**Quoted text:**
For those experts who have interviewed candidates from humanities background, what is the most important and most common thing they get wrong/miss (apart from obvious mental maths mistakes)?
Interviewing as a humanities student


Humanity majors tend to focus on the qualitative too much and ignore the quantitative; STEM majors tend to do the opposite. Interviewers will therefore pay special attention to this tendency and be less enclined to forgive a math error as a result.
Also - don't forget to ask "how much"! If you don't have any hard data after a few minutes in the case, you may be going at it the wrong way. Good luck

Humanities students often times are "underconfident overachievers" with a little inferiority complex. Not as cocky as business students and not as convinced of their own brilliance as engineers and science students (I am stereotyping here, obviously).
So I think most humanities students could benefit from a bit more assertiveness and confidence in themselves.


Hi,
There are no specific requirements and the recruiting process is the same. However, although officially most of the companies would say that you don't need any specific business knowledge, in reality, it is hard to solve a case purely based on common sense. So the lack of business knowledge becomes a very common problem among the people with PHD.

**Goals:**
A - Answer these questions about the text on interviewing as a humanities student above:
(i) What do humanity majors tend to focus on too much?
(ii) What question does the text say not to forget to ask?
(iii) What becomes a very common problem among people with a PhD?
B - Copy part of the text on interviewing as a humanities student, beginning at the words "Humanities students often" and stopping after "people with PHD.".

**Extracted material:**
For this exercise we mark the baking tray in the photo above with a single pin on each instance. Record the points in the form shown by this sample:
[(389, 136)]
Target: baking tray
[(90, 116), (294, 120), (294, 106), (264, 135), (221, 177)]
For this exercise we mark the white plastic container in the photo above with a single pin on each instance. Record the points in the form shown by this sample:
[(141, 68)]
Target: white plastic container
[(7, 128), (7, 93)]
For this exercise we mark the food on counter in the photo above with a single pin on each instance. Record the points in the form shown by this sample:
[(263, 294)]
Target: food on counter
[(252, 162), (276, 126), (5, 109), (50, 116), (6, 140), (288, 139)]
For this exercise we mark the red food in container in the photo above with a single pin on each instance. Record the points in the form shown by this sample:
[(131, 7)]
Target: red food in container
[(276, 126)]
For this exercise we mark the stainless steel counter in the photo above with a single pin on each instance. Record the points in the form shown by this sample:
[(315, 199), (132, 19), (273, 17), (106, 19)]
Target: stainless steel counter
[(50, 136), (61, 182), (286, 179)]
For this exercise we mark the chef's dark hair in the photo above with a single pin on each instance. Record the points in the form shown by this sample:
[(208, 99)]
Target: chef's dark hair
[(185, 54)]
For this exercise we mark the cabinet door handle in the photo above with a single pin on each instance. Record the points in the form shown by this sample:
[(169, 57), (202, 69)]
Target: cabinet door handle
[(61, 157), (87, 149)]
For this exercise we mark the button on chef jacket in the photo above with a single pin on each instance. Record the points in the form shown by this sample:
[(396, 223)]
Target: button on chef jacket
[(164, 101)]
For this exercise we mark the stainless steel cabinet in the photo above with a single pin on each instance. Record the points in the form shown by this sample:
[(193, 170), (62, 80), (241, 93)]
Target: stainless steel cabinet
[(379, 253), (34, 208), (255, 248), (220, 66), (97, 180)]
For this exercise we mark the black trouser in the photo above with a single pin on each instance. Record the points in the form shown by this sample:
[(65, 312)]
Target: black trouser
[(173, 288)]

**The results:**
A -
(i) The qualitative.
(ii) "How much."
(iii) The lack of business knowledge.

B -
Humanities students often times are "underconfident overachievers" with a little inferiority complex. Not as cocky as business students and not as convinced of their own brilliance as engineers and science students (I am stereotyping here, obviously).
So I think most humanities students could benefit from a bit more assertiveness and confidence in themselves.


Hi,
There are no specific requirements and the recruiting process is the same. However, although officially most of the companies would say that you don't need any specific business knowledge, in reality, it is hard to solve a case purely based on common sense. So the lack of business knowledge becomes a very common problem among the people with PHD.